◆ **Text passage**:
Query Language
QueryParser
To escape special characters use a backslash (). Special characters are:
\ + - ! ( ) : ^ ] { } ~ * ?
Boolean operators:
AND, OR and NOT
Terms listed without an operator use an implicit operator which by default is:
OR
To change the default use an instance of QueryParser rather than the static parse method.
QueryParser parser = new QueryParser("fieldname", analyzer);
parser.setOperator(QueryParser.DEFAULT_OPERATOR_AND);
Negating a term using NOT
must be combined with at least one nonnegated
term. (See book, “Lucene in Action”, Section 3.5.2)
Each of the uppercase word operators has a shortcut syntax:
Verbose Shortcut
a AND b +a +b
a OR b a b
a AND NOT b +a -b
Grouping
You can construct complex nested clauses using parentheses:
(agile OR exteme) AND methodology
Field Selection
A default field is provided to the parse method. Use field selector notation:
title:lucene
You can group field selection over several terms:
title:(a b c)

◆ **Information shown**:
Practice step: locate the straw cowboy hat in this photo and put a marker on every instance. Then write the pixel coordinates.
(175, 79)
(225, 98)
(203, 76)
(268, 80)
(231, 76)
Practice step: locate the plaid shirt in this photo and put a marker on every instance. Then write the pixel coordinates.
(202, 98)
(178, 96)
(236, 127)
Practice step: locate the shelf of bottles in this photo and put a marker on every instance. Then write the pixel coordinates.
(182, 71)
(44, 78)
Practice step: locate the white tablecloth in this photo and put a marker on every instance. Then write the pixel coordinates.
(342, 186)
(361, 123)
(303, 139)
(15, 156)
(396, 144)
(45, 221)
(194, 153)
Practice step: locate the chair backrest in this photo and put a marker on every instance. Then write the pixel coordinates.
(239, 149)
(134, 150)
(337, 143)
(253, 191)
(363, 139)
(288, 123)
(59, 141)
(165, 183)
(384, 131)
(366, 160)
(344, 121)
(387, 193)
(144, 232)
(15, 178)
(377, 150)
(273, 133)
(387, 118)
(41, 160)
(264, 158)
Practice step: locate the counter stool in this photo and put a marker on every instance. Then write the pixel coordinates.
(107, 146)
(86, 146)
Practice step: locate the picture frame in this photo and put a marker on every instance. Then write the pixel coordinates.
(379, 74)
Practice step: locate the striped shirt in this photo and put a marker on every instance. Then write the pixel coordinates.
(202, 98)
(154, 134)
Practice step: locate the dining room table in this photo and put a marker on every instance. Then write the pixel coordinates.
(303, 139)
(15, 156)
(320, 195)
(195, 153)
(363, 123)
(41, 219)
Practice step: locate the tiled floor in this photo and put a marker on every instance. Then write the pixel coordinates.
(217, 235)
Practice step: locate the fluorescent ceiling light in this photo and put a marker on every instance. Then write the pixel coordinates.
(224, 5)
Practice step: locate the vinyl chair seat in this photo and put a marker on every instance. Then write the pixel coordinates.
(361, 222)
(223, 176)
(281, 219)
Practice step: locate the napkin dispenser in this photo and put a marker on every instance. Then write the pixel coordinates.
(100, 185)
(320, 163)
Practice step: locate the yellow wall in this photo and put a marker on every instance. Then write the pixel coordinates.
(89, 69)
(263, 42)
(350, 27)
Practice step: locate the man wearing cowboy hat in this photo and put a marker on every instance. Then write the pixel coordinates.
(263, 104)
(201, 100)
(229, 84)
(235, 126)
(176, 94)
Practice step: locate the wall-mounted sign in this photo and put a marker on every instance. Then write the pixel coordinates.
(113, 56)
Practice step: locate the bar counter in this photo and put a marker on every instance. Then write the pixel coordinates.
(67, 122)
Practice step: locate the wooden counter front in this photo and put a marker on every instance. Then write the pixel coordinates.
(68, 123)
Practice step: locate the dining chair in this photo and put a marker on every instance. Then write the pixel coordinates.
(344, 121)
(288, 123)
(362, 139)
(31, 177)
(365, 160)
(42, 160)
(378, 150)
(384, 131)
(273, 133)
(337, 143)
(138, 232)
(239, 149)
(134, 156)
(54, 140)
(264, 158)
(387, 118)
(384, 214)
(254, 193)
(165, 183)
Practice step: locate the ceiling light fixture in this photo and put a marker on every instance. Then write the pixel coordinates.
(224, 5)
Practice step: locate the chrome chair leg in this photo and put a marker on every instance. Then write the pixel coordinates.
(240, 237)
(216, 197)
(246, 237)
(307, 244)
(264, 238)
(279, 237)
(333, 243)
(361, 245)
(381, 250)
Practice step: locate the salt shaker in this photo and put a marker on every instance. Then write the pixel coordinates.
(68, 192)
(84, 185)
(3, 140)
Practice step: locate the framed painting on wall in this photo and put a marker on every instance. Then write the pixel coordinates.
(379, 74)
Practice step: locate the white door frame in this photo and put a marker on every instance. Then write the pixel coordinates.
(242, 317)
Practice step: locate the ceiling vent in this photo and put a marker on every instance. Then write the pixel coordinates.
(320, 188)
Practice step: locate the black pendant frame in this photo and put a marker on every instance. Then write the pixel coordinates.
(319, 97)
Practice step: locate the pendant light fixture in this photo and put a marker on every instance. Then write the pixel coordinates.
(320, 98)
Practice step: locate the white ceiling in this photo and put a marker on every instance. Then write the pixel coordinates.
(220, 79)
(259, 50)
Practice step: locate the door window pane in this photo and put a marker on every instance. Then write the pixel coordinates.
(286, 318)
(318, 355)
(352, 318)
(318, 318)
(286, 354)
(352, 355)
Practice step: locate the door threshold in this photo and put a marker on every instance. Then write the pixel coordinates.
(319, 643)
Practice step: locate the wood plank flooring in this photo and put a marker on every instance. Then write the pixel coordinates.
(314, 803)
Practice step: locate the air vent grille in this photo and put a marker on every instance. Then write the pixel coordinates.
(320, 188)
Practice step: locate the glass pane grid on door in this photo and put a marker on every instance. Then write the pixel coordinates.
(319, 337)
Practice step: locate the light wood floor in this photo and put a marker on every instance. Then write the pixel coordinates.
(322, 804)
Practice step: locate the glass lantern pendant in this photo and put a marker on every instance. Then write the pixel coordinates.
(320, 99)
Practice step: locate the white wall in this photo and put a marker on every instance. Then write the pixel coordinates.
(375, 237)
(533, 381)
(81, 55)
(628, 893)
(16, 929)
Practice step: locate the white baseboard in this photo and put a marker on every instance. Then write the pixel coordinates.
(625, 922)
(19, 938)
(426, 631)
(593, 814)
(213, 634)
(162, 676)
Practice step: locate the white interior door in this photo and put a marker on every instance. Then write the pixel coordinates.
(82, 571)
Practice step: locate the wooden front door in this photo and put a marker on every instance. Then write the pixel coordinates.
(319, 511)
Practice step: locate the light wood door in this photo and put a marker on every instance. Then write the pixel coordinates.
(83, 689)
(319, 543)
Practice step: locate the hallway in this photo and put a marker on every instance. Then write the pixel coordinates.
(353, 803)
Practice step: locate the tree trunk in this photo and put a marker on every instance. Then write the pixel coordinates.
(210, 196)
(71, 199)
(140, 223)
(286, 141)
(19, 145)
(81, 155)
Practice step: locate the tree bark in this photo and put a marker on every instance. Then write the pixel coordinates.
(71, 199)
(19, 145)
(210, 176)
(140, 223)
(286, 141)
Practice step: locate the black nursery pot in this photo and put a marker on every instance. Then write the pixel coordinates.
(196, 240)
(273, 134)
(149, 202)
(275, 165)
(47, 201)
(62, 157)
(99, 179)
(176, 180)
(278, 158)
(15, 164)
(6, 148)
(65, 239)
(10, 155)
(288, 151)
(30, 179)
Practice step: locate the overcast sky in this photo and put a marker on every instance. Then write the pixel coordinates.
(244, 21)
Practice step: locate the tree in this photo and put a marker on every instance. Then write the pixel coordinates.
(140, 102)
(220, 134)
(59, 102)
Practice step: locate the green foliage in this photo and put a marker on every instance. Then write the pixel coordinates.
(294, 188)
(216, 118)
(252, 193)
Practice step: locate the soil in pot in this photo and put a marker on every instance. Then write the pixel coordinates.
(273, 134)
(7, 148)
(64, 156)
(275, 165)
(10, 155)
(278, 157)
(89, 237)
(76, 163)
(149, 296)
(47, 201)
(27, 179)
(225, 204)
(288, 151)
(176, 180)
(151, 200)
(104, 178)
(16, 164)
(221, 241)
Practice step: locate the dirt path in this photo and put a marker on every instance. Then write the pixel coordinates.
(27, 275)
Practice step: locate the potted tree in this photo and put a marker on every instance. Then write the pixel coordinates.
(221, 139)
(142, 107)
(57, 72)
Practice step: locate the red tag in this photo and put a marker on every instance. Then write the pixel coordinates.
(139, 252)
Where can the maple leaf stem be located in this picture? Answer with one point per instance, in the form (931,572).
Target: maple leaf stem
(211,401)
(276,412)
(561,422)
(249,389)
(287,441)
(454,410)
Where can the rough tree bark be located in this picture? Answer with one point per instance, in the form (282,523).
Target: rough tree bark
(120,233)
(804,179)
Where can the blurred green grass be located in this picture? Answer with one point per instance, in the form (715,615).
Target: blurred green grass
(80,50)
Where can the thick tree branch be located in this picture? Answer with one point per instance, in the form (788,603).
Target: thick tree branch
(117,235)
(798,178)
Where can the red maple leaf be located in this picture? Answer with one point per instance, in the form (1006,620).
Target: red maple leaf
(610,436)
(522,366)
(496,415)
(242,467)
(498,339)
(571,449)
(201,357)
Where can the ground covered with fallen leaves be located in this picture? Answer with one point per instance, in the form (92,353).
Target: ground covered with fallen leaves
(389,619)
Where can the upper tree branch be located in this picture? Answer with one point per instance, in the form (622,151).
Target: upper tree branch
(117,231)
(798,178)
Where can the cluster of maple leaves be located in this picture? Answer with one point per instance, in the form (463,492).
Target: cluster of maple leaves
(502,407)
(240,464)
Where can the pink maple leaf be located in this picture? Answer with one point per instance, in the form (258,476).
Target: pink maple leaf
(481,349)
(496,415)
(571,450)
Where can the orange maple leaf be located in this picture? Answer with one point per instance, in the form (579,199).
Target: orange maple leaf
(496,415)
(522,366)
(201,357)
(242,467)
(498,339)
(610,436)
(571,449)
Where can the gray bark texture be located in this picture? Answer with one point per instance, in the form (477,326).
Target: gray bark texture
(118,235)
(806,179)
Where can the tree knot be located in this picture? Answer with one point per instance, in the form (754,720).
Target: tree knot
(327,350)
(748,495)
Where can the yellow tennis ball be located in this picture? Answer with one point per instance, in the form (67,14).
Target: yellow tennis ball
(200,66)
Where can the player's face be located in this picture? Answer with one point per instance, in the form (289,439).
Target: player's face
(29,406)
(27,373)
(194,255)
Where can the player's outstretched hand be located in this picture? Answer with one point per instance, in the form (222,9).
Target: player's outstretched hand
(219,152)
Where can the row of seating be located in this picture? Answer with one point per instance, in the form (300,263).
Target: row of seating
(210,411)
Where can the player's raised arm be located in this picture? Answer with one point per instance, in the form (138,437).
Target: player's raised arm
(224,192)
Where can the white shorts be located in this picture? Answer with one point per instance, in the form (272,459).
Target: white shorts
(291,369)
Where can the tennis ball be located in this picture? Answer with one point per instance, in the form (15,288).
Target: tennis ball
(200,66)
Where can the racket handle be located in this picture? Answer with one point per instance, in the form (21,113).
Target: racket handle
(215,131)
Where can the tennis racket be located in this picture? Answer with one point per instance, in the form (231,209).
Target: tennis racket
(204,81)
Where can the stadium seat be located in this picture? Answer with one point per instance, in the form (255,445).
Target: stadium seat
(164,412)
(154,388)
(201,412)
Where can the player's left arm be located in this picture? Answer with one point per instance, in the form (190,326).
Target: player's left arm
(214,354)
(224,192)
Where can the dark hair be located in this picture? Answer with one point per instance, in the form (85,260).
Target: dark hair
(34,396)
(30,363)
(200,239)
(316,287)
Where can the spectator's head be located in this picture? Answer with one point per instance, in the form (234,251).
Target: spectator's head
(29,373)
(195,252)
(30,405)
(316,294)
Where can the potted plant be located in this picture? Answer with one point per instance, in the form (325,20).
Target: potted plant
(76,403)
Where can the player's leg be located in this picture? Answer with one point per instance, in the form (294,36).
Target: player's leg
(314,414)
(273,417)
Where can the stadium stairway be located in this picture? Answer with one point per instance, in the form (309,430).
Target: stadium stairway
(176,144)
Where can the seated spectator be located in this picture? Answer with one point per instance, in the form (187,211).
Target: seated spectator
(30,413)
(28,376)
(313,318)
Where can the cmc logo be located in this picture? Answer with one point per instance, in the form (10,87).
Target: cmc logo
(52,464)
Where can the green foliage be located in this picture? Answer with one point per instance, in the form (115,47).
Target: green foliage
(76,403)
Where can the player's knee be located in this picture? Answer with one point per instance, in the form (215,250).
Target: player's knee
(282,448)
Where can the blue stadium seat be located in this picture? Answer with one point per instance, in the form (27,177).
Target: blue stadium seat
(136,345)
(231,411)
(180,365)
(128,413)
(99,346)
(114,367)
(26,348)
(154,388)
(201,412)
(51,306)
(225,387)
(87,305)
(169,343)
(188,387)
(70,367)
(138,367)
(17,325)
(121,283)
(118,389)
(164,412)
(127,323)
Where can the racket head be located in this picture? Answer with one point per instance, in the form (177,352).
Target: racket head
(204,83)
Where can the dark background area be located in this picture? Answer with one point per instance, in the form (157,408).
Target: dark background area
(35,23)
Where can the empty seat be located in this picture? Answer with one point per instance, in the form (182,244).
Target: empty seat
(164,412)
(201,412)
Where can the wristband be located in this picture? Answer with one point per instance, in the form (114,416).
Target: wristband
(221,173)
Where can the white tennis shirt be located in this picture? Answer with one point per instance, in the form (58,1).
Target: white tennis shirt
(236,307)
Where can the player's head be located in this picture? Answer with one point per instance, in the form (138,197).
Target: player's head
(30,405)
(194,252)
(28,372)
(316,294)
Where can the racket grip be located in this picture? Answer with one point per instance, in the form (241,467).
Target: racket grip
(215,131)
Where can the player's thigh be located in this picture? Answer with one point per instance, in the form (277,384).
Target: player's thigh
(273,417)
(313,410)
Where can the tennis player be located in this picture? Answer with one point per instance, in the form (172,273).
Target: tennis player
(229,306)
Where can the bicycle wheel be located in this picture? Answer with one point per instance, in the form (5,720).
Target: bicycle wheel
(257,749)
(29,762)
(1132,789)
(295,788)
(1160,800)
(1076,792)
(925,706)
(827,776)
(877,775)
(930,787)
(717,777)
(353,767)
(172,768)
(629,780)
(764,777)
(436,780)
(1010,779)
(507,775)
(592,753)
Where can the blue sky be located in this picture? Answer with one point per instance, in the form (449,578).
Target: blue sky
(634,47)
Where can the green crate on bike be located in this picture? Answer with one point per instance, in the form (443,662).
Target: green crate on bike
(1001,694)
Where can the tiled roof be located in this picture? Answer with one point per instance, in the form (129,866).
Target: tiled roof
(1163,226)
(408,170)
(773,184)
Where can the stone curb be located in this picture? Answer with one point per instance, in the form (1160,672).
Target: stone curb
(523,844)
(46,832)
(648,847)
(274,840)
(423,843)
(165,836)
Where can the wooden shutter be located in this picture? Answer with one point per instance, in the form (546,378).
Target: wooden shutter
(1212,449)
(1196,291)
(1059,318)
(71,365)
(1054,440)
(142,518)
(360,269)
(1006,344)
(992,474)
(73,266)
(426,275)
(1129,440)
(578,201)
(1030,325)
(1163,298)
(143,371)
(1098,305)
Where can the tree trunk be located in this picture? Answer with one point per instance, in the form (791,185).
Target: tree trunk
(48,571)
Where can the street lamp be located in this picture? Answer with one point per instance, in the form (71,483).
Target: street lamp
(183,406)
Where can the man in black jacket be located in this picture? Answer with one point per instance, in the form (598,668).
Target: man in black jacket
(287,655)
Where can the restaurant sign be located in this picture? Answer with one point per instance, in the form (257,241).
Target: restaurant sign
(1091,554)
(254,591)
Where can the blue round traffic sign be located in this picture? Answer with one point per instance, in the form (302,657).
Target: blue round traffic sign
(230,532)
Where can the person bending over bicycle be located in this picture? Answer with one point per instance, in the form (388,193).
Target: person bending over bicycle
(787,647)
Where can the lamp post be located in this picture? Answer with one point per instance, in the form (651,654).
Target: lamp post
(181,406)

◆ **Required actions**:
(1) Rewrite the Lucene query syntax text between "Each of the" and "title:(a b c)", inclusive, swapping "parentheses" for "round brackets".
(2) Carry the Lucene query syntax text forward with its next part, starting right after its last line.
You won't need the lines for any of this.

◆ **Final answers**:
(1)
Each of the uppercase word operators has a shortcut syntax:
Verbose Shortcut
a AND b +a +b
a OR b a b
a AND NOT b +a -b
Grouping
You can construct complex nested clauses using round brackets:
(agile OR exteme) AND methodology
Field Selection
A default field is provided to the parse method. Use field selector notation:
title:lucene
You can group field selection over several terms:
title:(a b c)

(2)
Range Queries
Text or date range queries use bracketed syntax with TO between the beginning and ending term. The type of bracket determines whether the range is inclusive (square brackets) or exclusive (curly brackets).
pubmonth:[200401 TO 200412]
{200401 TO 200412}
Note: Nondate range queries use the beginning and ending terms as the user entered them i.e. the terms are not analyzed. The terms must not contain whitespace. (the example queries are not date fields but text in the format YYYYMM) Date parsing is slightly weird. See book “Lucene in Action”, Section 3.5.5
Phrase Queries
Terms in double quotes create a PhraseQuery
:
\"This is Some Phrase*\"
The query will be analyzed, so in this example the StandardAnalyzer
parses
the query down to “some phrase”.
Note: The asterisk does not result in a wildcard search. The slop factor is zero unless you specify it using a trailing tilde:
\"sloppy phrase\"~5"
Note: A sloppy phrase query doesn’t require that the terms match in the same order. (For a solution, book “Lucene in Action”, section 6.3.4)
Note: Single-term phrases are converted to a TermQuery (not a PhraseQuery). See book “Lucene in Action”, Section 3.4.5 for info on PhraseQuery
Wildcard and prefix queries
If a term contains an asterisk or a question mark, it’s considered a WildcardQuery. When the term only contains a trailing asterisk it’s considered a PrefixQuery:
PrefixQuery*
Note: Both are converted to lowercase by default (this can be controlled). Note: Wildcards at the beginning of a term are prohibited.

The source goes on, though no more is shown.